DO THIS: Please count how many of the lines below contain the string "wall", treating uppercase and lowercase as different, and reply with only that number.

(Items taken from a dataset)
>> Begin
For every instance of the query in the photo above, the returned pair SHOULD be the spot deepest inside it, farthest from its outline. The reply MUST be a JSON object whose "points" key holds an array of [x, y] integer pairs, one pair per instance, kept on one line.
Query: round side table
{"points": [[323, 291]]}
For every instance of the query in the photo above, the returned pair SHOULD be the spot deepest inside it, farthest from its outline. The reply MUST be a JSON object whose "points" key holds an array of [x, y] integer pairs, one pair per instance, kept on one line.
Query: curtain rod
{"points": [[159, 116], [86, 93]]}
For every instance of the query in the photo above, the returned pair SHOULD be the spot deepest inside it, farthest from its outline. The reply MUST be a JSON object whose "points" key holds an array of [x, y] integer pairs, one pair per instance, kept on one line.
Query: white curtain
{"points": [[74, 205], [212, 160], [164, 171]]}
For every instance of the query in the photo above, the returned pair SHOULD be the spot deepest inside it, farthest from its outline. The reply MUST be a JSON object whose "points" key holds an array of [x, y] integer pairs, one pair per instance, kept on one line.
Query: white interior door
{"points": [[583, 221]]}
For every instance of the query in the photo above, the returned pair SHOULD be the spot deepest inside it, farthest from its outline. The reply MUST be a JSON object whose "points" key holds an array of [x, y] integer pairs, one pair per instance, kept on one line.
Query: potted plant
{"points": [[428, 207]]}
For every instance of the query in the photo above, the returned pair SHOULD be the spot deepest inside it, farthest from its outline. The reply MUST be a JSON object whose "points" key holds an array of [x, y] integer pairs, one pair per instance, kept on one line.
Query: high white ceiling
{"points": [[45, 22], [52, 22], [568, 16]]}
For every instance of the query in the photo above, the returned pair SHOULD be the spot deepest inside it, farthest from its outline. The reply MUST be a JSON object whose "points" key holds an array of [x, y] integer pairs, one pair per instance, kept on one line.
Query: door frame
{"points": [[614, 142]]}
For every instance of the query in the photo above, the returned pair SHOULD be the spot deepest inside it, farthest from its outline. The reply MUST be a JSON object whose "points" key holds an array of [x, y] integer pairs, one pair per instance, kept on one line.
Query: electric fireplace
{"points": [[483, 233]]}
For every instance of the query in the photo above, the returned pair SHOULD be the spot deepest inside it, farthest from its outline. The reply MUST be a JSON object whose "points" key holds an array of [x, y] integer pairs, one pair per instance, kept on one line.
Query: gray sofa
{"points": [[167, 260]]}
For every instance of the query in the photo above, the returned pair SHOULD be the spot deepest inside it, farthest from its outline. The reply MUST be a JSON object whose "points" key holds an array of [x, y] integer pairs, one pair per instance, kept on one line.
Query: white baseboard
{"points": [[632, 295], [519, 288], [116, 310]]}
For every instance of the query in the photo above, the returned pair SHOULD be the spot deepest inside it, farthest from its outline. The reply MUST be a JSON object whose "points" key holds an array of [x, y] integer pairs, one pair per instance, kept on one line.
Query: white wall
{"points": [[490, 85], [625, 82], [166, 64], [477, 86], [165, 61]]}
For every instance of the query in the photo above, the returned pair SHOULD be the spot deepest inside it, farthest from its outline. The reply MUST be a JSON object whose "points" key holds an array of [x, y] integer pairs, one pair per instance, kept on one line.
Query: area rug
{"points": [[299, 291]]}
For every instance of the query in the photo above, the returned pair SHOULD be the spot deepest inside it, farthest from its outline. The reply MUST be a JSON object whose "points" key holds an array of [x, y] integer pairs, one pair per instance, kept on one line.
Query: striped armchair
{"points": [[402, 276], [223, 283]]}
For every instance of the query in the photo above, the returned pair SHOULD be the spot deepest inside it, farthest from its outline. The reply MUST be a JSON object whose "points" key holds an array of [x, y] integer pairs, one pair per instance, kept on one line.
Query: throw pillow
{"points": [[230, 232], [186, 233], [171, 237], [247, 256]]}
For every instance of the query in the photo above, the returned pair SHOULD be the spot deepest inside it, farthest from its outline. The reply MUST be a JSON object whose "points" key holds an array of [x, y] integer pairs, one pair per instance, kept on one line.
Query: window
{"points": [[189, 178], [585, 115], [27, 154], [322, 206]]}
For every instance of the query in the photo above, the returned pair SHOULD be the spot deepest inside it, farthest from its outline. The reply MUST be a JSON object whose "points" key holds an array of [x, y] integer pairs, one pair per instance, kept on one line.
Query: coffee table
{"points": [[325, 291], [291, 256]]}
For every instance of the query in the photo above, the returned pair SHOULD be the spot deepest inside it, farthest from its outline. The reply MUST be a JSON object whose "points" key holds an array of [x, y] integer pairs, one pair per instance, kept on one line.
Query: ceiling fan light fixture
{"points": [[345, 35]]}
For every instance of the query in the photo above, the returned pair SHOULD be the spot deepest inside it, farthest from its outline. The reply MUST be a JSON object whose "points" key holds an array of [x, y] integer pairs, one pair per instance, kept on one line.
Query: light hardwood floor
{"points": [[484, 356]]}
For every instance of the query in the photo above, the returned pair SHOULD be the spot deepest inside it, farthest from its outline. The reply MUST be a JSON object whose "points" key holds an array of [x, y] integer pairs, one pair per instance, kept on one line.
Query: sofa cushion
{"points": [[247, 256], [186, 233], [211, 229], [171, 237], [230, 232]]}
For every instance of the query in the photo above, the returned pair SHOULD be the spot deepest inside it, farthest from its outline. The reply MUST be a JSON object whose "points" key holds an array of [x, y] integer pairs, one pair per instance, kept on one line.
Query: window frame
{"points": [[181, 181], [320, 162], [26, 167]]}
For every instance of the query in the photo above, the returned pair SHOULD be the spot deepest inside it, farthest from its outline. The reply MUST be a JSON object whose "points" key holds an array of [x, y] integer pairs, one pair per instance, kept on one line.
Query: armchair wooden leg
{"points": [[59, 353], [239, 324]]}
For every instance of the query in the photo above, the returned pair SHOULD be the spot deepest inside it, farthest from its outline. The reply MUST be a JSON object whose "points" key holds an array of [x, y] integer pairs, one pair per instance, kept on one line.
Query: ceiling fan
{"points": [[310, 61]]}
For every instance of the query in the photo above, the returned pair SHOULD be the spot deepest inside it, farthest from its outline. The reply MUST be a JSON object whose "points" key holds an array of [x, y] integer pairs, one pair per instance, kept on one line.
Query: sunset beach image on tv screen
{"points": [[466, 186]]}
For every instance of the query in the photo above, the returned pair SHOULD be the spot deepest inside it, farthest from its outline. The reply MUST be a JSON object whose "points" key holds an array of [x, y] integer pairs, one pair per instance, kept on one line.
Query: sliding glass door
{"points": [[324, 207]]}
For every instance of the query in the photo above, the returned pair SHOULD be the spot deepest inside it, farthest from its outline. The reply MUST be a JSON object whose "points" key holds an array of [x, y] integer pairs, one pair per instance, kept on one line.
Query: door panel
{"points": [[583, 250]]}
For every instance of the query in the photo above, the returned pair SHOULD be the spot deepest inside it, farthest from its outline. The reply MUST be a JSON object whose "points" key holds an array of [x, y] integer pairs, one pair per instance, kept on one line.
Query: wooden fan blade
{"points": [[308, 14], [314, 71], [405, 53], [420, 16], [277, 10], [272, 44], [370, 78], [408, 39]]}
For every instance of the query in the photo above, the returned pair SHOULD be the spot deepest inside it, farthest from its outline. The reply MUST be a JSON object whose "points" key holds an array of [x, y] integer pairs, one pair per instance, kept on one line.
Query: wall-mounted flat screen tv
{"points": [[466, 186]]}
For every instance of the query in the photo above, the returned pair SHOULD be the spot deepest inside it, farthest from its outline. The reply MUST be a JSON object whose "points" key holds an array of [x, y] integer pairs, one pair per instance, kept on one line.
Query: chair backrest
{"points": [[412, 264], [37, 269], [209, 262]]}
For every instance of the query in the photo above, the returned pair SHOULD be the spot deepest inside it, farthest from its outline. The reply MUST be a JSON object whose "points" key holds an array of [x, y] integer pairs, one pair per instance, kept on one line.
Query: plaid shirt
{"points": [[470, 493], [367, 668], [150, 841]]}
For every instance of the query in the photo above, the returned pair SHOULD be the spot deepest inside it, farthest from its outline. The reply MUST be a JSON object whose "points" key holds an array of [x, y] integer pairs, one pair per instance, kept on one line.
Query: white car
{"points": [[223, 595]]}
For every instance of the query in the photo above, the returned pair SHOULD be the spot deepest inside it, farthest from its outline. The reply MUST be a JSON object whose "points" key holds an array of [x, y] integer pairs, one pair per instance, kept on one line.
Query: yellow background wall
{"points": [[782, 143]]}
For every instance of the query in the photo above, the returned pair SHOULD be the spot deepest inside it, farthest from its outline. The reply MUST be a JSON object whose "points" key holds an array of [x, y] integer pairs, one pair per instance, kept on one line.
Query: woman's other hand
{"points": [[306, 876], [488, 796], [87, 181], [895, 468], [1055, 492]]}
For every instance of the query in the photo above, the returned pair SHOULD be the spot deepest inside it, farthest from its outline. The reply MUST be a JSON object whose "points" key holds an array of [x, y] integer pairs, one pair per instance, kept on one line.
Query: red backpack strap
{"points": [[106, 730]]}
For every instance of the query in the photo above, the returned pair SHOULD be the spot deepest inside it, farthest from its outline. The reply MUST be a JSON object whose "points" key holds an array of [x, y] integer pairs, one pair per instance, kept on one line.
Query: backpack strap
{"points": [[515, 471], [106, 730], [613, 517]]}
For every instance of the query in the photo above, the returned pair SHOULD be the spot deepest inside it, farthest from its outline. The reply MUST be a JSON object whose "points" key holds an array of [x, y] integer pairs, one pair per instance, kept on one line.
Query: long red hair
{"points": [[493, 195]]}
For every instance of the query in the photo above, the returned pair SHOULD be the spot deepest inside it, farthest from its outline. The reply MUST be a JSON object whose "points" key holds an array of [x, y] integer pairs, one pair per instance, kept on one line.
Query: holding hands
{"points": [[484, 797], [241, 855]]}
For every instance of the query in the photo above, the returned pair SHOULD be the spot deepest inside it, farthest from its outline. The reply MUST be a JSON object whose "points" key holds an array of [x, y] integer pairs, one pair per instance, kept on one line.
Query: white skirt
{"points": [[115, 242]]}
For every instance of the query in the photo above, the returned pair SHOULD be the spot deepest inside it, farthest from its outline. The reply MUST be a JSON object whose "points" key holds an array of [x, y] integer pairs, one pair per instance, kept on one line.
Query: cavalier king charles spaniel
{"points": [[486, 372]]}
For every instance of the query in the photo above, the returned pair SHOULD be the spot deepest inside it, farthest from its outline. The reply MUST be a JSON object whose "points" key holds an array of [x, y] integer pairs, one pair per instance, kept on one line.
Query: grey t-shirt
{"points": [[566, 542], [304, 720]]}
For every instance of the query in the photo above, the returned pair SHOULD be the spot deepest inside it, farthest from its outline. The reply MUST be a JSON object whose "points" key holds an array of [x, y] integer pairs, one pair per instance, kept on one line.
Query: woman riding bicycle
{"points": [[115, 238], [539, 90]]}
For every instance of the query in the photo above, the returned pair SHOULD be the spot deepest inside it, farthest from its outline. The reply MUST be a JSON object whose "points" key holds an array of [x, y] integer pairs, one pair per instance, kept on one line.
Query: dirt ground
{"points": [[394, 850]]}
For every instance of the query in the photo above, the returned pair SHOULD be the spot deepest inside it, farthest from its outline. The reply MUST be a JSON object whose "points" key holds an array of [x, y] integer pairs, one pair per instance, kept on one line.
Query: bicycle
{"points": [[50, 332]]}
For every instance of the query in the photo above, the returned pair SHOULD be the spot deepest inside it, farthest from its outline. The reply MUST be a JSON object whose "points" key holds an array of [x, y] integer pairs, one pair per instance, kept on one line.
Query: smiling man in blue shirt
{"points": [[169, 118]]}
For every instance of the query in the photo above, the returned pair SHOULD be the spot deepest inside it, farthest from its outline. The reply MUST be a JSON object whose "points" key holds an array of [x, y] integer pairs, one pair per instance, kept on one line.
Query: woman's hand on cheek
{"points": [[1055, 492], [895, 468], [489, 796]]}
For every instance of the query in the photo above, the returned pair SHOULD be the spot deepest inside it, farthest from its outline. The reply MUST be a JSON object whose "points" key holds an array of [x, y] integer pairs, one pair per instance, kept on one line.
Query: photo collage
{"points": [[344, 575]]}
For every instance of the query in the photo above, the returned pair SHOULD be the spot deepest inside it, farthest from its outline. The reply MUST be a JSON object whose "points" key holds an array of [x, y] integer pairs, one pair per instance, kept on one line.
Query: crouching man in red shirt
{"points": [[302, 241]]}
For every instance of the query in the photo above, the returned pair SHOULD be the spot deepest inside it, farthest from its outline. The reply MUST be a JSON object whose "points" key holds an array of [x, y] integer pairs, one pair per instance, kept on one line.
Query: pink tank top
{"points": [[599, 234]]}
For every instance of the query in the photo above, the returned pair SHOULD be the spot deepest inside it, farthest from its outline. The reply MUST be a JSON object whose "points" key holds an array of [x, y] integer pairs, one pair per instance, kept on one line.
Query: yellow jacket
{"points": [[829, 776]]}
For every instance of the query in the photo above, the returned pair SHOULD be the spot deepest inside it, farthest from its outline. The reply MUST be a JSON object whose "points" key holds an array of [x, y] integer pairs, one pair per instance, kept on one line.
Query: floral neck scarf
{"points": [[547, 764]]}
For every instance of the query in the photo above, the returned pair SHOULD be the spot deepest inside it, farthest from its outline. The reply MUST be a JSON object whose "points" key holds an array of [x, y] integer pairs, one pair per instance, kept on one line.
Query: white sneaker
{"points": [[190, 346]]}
>> End
EXPECTED ANSWER: 3